# [Directions for this task]
Update the entries below by changing each "instance" to "occurrence", and reproduce every other part of the lines unchanged.

# [Source records]
--- Begin ---
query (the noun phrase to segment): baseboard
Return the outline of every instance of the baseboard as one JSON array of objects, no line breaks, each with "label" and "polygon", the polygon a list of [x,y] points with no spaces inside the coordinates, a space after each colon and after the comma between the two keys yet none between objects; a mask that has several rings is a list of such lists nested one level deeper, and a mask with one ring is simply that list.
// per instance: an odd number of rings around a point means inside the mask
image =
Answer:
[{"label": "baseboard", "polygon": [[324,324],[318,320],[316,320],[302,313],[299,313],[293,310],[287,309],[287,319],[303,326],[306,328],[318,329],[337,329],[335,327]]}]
--- End ---
# [Written response]
query (the noun phrase to segment): baseboard
Return the outline of every occurrence of the baseboard as one JSON array of objects, no line breaks, each with "label" and "polygon", the polygon a list of [x,y] points with no spaces inside the coordinates, a space after each colon and after the comma between the two keys yet none between objects; a mask that has several rings is a list of such lists nested one level deeper, and a mask with one ring is simply that list.
// per occurrence: an odd number of rings around a point means inside the mask
image =
Answer:
[{"label": "baseboard", "polygon": [[324,324],[318,320],[316,320],[302,313],[299,313],[293,310],[287,309],[287,319],[303,326],[306,328],[318,329],[337,329],[335,327]]}]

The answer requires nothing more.